== Segment start ==

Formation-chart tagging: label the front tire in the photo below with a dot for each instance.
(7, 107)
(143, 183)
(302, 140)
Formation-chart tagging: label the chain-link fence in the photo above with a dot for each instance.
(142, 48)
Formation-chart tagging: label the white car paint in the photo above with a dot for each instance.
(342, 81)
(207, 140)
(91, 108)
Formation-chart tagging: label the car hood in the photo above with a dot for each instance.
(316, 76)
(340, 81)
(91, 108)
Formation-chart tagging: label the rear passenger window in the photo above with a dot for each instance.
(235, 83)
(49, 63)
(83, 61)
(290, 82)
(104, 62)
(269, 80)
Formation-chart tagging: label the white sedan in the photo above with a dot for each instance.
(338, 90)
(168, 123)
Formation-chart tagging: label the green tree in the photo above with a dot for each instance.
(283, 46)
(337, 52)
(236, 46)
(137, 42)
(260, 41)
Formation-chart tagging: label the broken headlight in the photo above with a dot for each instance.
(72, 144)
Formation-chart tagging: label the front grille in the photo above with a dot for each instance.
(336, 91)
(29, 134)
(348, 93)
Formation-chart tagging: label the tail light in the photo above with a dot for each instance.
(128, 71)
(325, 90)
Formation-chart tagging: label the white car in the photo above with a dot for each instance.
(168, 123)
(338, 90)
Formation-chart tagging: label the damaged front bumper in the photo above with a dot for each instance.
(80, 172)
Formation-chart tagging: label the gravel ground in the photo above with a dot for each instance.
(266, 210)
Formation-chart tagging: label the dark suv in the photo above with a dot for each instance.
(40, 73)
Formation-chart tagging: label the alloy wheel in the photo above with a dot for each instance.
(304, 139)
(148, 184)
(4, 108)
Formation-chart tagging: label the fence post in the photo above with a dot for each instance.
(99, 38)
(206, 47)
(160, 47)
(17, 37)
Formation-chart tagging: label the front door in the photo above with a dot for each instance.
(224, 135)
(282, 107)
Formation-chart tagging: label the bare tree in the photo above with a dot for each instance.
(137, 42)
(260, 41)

== Segment end ==

» **Aim of the task**:
Would you retype the listing above in full, exactly as it reads?

» **Expected answer**:
Formation-chart tagging: label the front tire in the photo below with a dot for each instance.
(7, 107)
(143, 183)
(302, 140)
Formation-chart tagging: label the chain-link fence in the photo above with a dot for each instance.
(142, 48)
Formation-chart tagging: label the white car paint in the photo above with a dot for each instance.
(342, 81)
(207, 140)
(91, 108)
Formation-chart tagging: label the car hood in the photo above with a dot for each instance.
(316, 76)
(340, 81)
(91, 108)
Formation-chart tagging: label the rear passenger window in the photo above with a dot for each instance.
(235, 83)
(49, 63)
(83, 61)
(290, 82)
(104, 62)
(269, 80)
Formation-chart tagging: label the white sedan in the photo above with a dot for each instance.
(338, 90)
(168, 123)
Formation-chart tagging: label the green tree in the photo above with a dot for each instance.
(283, 46)
(337, 52)
(236, 46)
(137, 42)
(260, 41)
Formation-chart tagging: label the broken headlight in the photo above with a dot for each instance.
(72, 144)
Formation-chart tagging: label the front grille in the photo above with a dot for each instance.
(336, 91)
(29, 134)
(348, 93)
Formation-chart tagging: label the tail light in the photo above with a dot for each instance.
(128, 71)
(325, 90)
Formation-chart tagging: label the white car in the photo above with a dot for each instance.
(168, 123)
(338, 90)
Formation-chart tagging: label the damaged front bumper in the photo above with a dot for each instance.
(80, 172)
Formation-chart tagging: label the gravel ground in the photo above with a dot for each instance.
(266, 210)
Formation-chart tagging: label the dark suv in the photo above with a dot for each instance.
(40, 73)
Formation-chart tagging: label the alloy wheel in the photo above with a dot for each instance.
(304, 139)
(148, 184)
(4, 108)
Formation-chart tagging: label the fence post in the photo above with a dot for each instance.
(99, 38)
(206, 47)
(160, 47)
(17, 37)
Formation-chart tagging: label the front door in the photo above with a dot for each instance.
(224, 135)
(282, 107)
Formation-chart tagging: label the bare tree in the photo above with a dot for each instance.
(137, 42)
(260, 41)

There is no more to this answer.